Items listed in a dataset:
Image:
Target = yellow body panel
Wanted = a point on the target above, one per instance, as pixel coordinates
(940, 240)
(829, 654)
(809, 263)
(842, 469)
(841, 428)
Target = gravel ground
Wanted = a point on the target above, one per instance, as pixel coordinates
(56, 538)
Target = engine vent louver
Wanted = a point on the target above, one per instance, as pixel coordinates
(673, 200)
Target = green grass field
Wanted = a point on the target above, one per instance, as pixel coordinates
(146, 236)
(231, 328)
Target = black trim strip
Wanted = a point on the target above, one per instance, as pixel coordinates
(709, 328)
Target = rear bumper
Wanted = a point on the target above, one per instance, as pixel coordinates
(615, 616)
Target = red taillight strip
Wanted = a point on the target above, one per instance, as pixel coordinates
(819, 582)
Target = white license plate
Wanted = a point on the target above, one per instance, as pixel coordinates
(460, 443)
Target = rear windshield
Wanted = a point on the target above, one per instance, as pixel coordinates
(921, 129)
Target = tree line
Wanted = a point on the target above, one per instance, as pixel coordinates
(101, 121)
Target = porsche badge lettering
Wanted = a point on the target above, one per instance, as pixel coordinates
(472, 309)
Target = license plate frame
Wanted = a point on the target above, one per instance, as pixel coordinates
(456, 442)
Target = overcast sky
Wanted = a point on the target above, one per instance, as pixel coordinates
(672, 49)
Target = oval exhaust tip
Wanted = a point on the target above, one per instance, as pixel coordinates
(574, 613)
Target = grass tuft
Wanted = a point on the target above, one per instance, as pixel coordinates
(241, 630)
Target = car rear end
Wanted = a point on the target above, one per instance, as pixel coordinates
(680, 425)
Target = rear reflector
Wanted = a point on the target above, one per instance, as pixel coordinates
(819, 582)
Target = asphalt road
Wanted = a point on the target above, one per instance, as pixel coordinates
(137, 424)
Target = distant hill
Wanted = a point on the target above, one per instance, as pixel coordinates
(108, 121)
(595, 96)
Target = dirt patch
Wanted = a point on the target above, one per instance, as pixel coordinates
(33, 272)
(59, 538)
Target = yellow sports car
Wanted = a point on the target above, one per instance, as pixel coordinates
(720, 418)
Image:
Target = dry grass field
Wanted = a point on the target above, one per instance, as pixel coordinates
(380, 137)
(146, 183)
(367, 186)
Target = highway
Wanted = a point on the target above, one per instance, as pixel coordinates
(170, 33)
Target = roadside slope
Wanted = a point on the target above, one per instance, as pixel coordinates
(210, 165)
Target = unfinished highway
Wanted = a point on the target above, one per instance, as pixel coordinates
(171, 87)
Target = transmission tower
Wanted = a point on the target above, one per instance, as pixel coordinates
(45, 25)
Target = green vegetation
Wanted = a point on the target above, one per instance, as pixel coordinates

PROBLEM TO WORK ON: Check each line of the records for "highway" and copy the ones that contain it.

YOUR RESPONSE:
Target = highway
Target = unfinished highway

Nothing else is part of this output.